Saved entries
******************************

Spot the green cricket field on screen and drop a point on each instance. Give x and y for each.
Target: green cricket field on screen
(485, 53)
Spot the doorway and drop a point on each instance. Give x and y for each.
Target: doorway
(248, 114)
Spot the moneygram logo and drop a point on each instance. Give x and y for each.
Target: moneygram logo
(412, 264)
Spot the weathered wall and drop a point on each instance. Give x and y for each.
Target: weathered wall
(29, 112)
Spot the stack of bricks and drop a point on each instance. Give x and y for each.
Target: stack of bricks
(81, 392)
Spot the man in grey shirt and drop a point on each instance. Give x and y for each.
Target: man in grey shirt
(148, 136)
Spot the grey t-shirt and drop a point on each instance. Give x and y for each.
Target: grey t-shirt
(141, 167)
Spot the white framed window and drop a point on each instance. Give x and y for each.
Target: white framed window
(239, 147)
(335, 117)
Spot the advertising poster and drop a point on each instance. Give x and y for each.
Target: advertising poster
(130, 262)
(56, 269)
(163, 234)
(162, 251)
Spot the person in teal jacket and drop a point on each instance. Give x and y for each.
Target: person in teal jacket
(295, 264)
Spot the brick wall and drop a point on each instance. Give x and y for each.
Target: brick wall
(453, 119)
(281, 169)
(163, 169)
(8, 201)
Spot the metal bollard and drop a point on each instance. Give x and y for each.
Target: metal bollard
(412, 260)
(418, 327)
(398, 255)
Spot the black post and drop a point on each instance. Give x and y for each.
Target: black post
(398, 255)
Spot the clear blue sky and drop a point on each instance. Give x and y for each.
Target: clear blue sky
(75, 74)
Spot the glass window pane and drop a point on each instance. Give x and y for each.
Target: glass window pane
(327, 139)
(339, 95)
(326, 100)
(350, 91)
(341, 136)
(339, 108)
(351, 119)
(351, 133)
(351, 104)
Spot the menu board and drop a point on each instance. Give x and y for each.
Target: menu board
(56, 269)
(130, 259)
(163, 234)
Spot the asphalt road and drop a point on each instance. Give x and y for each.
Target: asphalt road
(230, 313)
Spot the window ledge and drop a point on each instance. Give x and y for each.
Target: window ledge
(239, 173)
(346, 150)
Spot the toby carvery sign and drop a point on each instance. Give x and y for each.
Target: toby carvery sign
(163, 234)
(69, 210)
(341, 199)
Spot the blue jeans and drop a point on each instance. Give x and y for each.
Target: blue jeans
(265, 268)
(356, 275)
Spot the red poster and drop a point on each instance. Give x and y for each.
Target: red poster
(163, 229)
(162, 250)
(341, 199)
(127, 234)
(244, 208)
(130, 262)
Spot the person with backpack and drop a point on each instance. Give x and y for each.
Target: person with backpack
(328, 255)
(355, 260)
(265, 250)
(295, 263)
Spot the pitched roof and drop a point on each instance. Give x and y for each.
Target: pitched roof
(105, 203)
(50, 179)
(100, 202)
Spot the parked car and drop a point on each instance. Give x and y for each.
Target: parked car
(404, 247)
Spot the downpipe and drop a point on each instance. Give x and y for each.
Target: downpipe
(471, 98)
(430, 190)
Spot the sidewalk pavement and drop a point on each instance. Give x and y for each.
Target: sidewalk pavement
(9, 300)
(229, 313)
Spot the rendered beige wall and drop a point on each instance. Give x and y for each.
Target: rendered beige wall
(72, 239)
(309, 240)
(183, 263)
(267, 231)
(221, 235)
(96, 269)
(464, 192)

******************************

● PROBLEM TO SOLVE
Taking the lines above, repeat exactly those from the line that contains "Target: window ledge" through the line that contains "Spot the parked", and both of those lines as well. Include nothing else.

● SOLUTION FOR THIS TASK
Target: window ledge
(239, 173)
(346, 150)
Spot the toby carvery sign and drop a point on each instance. Give x and y for each.
Target: toby carvery sign
(163, 234)
(69, 210)
(341, 199)
Spot the blue jeans and drop a point on each instance. Give x and y for each.
Target: blue jeans
(265, 268)
(356, 275)
Spot the red poster and drop a point on each instance. Give x and y for each.
Target: red poster
(163, 229)
(162, 250)
(341, 199)
(127, 234)
(244, 208)
(130, 262)
Spot the person with backpack and drop a point on each instance. Give x and y for each.
Target: person with backpack
(328, 255)
(355, 260)
(265, 250)
(295, 263)
Spot the pitched roof and drop a point on each instance. Give x and y for each.
Target: pitched roof
(105, 203)
(50, 179)
(100, 202)
Spot the parked car and drop a point on each instance. Give x and y for each.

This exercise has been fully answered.